Request.
Could you quote, exactly as they stand, the lines running from the one with "Might I ask you to indicate the red" to the final line of the material?

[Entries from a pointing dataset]
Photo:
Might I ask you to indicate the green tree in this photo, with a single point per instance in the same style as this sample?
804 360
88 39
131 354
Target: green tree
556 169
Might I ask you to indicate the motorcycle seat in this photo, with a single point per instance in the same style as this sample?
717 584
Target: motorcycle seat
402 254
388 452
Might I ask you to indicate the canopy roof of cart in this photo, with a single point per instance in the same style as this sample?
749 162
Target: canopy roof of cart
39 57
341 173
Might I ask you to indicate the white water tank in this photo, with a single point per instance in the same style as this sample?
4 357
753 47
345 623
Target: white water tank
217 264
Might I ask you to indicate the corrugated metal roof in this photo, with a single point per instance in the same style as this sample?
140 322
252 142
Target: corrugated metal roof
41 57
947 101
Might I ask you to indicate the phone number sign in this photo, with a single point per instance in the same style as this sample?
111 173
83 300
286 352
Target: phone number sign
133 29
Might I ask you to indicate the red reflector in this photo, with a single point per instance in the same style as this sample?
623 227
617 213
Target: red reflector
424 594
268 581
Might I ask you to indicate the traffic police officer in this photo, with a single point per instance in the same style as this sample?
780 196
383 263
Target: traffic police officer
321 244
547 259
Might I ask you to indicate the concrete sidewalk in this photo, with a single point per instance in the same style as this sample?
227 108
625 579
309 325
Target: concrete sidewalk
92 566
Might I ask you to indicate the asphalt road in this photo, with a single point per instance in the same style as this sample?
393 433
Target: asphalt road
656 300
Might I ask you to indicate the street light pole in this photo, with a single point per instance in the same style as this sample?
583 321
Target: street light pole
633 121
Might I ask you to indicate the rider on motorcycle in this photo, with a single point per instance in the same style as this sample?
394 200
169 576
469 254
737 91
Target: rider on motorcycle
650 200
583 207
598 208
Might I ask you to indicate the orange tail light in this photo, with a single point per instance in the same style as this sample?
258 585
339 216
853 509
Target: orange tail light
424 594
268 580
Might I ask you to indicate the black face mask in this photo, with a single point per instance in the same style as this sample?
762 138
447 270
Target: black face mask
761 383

Worked answer.
Might I ask you to indicate the red reflector in this photo, with a single point per instance in the same style as this sample?
623 227
617 213
Target: red reflector
424 594
268 581
Might I ask you to indicate the traffic police officer in this photo, with a single point per instance in the same style as this sample?
780 196
383 263
Target: traffic police officer
321 244
547 259
Might I ask you to indicate the concrete sidewalk in this photo, with a single point per instance in the same style as this sample?
227 108
625 579
309 325
Target: concrete sidewalk
92 566
Might I ask you to indicate the asphalt road in this photo, with a single point per instance in the same style as this sample?
393 433
Target: asphalt road
656 300
Might I ask you to indicate the street light pole in this photo, with a single point per instance in the same style as this sample?
583 321
Target: street light pole
633 121
Might I ask you to indicate the rider on motorcycle in this photo, with a single point per instance in the same style as this sample?
394 200
169 576
469 254
737 91
Target: rider on motorcycle
650 200
583 207
598 208
Might I ask you to indicate the orange tail light in this photo, with a single point per instance in the same style as this sample?
258 585
339 216
853 509
Target: orange tail light
424 594
268 580
Might I ask you to indicate the black face mask in this photo, with a single point per instance in the same style as this sample?
762 138
447 270
Target: black face mask
761 383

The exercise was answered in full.